__WORK ORDER__: Could you transcribe all of the data exactly and skip any pictures?

__PROVIDED RECORDS__:
==========

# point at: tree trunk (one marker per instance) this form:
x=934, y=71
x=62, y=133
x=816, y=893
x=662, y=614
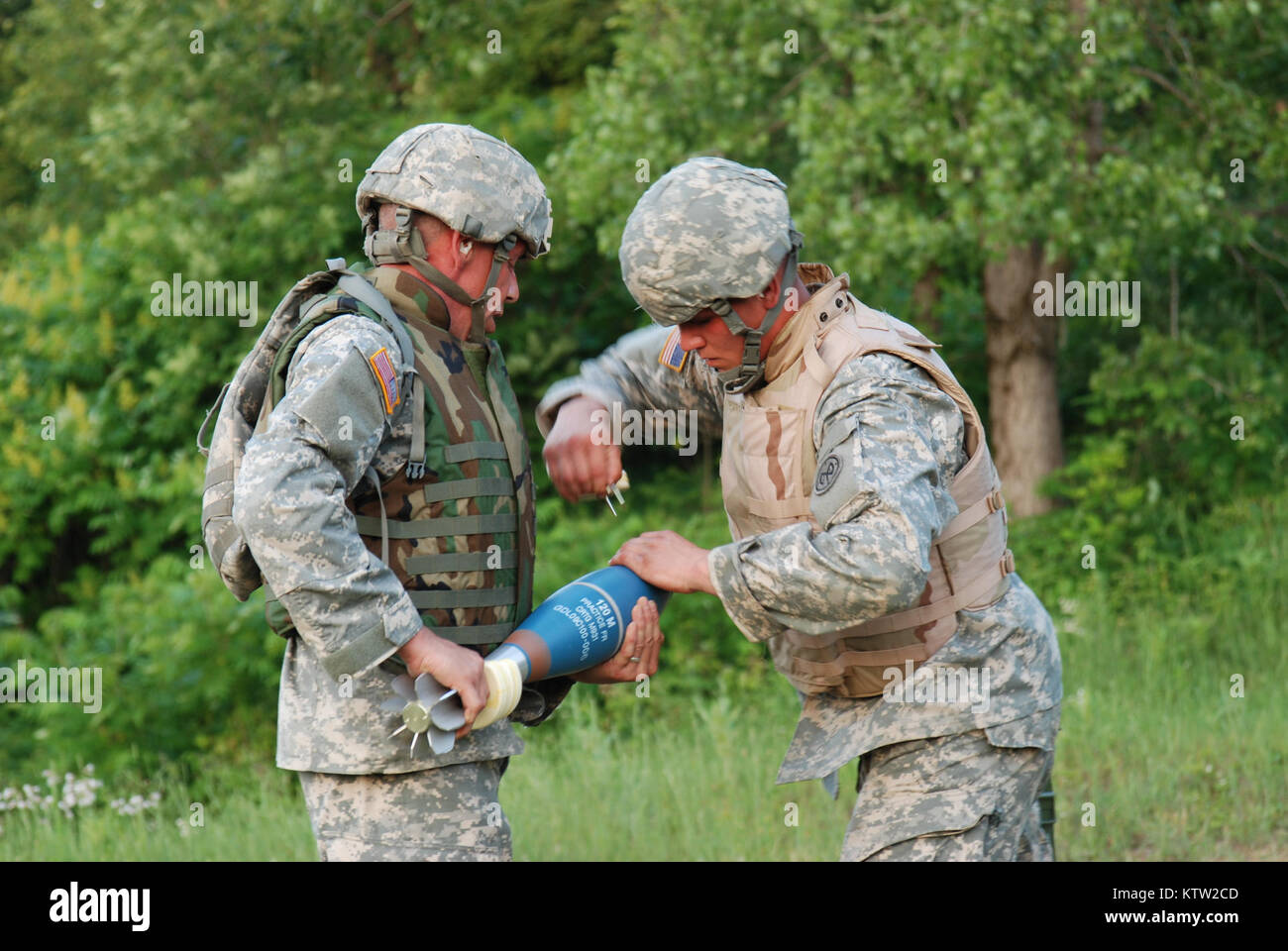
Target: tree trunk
x=1024, y=416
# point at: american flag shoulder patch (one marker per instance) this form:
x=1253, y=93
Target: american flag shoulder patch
x=386, y=376
x=673, y=355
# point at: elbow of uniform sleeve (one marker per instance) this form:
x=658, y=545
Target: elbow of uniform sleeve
x=352, y=611
x=362, y=650
x=888, y=569
x=737, y=596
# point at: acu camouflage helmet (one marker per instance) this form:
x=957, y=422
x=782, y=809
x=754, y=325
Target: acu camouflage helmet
x=468, y=179
x=709, y=231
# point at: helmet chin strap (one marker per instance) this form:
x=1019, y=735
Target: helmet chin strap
x=751, y=371
x=403, y=245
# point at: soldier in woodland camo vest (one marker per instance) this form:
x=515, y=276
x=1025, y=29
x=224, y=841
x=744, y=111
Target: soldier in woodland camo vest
x=432, y=566
x=868, y=525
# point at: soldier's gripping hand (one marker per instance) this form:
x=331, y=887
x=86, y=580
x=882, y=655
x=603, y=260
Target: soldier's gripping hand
x=452, y=665
x=638, y=654
x=578, y=463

==========

__PROBLEM SOLUTION__:
# point at: tree trunk (one marker per instance) this form:
x=934, y=71
x=62, y=133
x=816, y=893
x=662, y=614
Target: tree trunk
x=1024, y=416
# point at: american flag shoulder patch (one marker per instance) this form:
x=1253, y=93
Target: american flag shoulder patch
x=386, y=376
x=673, y=355
# point at: elbow of uniform sleeve (one marker per instance) this form:
x=658, y=545
Target: elbow of uniform sleeve
x=352, y=611
x=362, y=650
x=888, y=569
x=737, y=596
# point at: acu camouflage helmet (one marker per instance) this form:
x=957, y=422
x=782, y=809
x=754, y=325
Target: acu camouflage helmet
x=468, y=179
x=709, y=231
# point at: helmet chin strap (one marker per instance) this form:
x=1019, y=735
Target: helmet chin strap
x=751, y=371
x=403, y=245
# point at: soldier in woodland camo vest (one marker per instance) this form:
x=515, y=276
x=1025, y=29
x=224, y=841
x=744, y=111
Target: soldier in woodland camo vest
x=432, y=566
x=868, y=525
# point at: soldier's gripping hand (one marker per instance) this form:
x=331, y=887
x=86, y=580
x=882, y=655
x=603, y=260
Target: soldier's gripping hand
x=452, y=665
x=638, y=654
x=578, y=463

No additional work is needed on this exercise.